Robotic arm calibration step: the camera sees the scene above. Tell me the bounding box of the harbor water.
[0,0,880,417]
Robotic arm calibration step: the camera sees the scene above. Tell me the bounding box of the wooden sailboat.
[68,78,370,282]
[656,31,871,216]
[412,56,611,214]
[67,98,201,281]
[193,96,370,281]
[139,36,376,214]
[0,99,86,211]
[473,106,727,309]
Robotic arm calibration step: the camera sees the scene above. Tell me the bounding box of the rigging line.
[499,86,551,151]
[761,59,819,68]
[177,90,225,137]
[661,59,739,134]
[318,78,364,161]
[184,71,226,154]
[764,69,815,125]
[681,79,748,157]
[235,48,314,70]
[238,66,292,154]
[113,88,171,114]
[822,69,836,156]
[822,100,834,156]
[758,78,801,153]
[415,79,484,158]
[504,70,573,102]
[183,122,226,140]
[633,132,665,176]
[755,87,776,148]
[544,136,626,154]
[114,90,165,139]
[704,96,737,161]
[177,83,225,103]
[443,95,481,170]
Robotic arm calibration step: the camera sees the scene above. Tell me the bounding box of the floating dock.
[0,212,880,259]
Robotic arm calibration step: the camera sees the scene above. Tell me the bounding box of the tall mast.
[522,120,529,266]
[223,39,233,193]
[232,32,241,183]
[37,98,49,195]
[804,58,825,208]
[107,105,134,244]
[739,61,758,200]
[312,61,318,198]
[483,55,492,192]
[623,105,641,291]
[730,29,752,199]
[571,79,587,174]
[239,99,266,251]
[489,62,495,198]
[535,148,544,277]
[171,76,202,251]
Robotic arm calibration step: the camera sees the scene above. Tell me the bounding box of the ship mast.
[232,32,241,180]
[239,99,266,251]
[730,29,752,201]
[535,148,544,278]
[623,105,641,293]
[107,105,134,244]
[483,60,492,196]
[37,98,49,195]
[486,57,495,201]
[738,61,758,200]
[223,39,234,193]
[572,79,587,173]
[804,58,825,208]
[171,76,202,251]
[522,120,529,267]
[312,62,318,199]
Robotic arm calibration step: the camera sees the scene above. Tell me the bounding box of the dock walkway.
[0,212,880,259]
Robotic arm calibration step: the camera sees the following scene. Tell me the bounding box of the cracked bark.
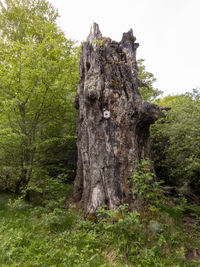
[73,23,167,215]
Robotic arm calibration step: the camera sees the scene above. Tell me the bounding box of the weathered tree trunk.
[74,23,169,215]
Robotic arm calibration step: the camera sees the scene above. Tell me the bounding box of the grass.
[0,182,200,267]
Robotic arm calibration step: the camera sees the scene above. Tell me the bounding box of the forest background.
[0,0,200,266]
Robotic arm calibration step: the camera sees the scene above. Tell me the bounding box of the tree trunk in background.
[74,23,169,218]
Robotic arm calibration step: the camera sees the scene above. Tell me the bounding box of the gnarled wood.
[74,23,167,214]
○ ○ ○
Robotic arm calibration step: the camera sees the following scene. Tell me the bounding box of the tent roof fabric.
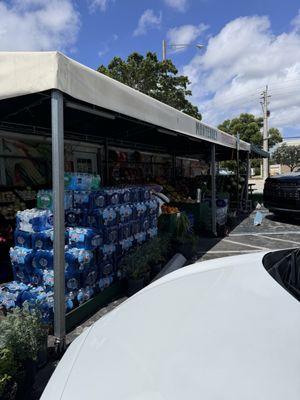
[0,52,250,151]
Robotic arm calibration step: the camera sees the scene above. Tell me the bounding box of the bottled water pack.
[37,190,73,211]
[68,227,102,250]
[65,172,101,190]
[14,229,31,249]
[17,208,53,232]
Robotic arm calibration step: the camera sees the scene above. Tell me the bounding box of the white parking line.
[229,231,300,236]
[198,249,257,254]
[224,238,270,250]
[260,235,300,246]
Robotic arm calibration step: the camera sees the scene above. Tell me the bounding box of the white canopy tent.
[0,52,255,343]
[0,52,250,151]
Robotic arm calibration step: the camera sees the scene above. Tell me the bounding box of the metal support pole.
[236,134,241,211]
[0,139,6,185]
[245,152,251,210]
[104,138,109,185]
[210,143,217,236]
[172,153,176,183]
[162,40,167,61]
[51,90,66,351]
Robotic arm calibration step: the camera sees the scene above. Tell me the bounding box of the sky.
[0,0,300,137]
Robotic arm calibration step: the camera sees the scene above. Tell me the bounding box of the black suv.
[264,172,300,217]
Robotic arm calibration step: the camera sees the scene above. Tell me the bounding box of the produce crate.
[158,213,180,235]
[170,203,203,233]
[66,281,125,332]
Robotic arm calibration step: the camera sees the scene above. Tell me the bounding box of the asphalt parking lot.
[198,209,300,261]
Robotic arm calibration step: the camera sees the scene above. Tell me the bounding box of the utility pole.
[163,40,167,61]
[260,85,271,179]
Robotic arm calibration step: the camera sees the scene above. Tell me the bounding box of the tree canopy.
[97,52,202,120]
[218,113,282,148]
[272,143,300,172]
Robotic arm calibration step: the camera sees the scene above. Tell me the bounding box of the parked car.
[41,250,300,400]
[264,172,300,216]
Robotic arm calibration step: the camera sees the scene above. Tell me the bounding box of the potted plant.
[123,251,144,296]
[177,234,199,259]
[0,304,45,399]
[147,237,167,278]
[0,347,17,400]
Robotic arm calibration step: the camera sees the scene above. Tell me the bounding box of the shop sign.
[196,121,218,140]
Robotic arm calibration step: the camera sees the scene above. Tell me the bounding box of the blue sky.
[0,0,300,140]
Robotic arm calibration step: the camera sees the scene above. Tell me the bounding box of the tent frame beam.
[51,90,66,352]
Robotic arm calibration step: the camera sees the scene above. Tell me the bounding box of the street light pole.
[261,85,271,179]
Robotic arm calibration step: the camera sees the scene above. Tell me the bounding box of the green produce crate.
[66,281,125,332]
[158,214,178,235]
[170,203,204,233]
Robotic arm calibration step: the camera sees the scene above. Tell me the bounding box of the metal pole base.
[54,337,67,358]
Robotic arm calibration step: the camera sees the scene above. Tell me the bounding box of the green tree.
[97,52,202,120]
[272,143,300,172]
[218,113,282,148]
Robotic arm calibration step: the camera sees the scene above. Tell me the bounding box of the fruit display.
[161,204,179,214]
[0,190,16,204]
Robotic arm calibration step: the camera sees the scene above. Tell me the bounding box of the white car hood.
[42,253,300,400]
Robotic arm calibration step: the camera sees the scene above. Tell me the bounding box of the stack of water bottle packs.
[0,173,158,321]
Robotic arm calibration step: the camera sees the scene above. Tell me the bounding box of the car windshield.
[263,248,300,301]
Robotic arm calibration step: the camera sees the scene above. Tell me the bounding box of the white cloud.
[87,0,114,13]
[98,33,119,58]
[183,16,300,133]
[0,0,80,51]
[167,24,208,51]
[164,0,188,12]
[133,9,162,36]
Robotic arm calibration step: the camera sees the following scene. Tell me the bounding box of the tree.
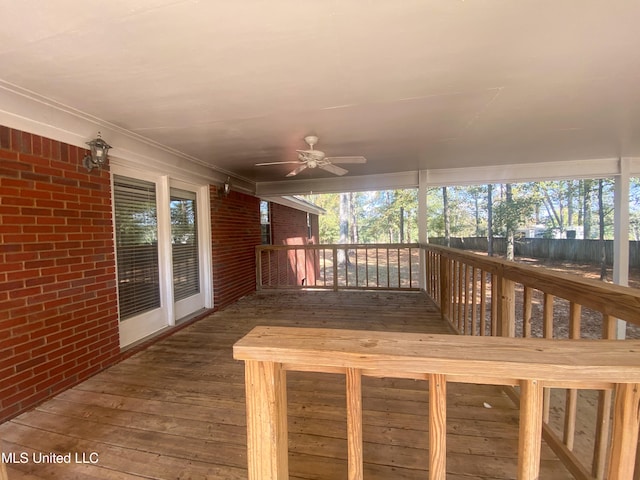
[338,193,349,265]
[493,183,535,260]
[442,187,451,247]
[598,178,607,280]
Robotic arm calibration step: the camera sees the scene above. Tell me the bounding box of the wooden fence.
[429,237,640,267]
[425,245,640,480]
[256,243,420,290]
○ ○ ○
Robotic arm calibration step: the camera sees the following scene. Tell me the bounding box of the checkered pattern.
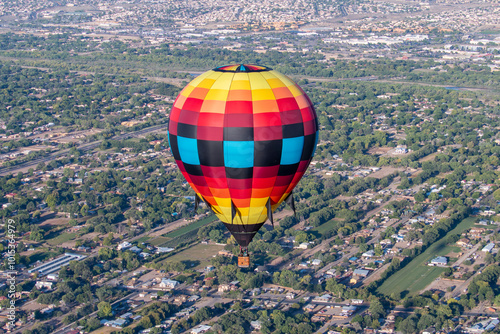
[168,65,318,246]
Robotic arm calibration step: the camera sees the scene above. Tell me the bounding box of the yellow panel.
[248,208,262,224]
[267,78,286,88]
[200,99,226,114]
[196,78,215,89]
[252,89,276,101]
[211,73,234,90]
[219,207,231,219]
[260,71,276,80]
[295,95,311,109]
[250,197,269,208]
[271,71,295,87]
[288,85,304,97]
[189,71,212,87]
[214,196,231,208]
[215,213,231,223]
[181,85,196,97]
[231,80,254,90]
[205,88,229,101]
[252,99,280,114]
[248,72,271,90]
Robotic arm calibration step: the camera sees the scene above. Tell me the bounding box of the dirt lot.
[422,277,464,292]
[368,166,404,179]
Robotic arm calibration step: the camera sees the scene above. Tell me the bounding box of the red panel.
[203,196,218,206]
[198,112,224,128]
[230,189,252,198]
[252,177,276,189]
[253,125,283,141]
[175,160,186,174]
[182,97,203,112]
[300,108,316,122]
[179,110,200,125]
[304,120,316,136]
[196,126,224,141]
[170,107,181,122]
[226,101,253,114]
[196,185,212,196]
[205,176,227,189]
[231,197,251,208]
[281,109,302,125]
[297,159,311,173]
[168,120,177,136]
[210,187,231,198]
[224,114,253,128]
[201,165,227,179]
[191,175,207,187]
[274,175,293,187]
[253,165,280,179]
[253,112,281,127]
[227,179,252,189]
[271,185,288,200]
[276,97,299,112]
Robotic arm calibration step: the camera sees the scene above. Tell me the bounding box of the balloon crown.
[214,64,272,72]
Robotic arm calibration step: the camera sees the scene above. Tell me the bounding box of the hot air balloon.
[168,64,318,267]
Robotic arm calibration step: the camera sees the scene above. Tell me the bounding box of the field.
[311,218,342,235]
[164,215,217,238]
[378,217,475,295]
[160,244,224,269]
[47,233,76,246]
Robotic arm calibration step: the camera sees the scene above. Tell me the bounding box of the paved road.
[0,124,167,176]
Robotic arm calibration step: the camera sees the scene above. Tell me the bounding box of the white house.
○ ○ ○
WHAT YOU NEED TO DO:
Copy the items above word for word, starting at the line that contains "the floating dock." and ending after the line that contains "[0,182,200,267]". Leave out the pictures.

FINAL RESULT:
Robotic arm calibration step: the camera sees the scene above. Tell me the bounding box of the floating dock.
[0,212,880,259]
Robotic arm calibration step: the camera sees the scene above. Tell me the bounding box of the tall mast.
[522,120,529,266]
[223,39,233,193]
[232,32,241,183]
[37,98,49,195]
[804,58,825,208]
[107,105,134,244]
[739,61,758,200]
[312,61,318,198]
[483,55,492,192]
[623,105,641,291]
[730,29,752,199]
[571,79,587,174]
[239,99,266,251]
[489,62,495,198]
[535,148,544,277]
[171,76,202,251]
Robotic arm calibration step: the camera sees the scene above. Tell me the bounding box of the ship mast.
[232,32,241,180]
[239,99,266,251]
[730,29,752,201]
[535,148,544,278]
[623,105,641,293]
[107,105,134,244]
[483,60,492,196]
[37,98,49,195]
[486,57,495,201]
[738,61,758,200]
[223,39,234,193]
[572,79,587,173]
[804,58,825,208]
[171,76,202,251]
[522,120,529,267]
[312,62,318,199]
Robotic arm calibration step: the camera sees the scene above. Tell me the bounding box of the dock walkway.
[0,212,880,259]
Robotic arm calibration step: the camera sees the following scene. Tell me the bounding box of the cracked bark.
[73,23,167,215]
Robotic arm calibration step: the camera sees the scene above. Tell me the bounding box of the weathered tree trunk.
[74,23,169,215]
Robotic arm calibration step: the camera sees the scene above. Tell me the bounding box of the grass.
[0,182,200,267]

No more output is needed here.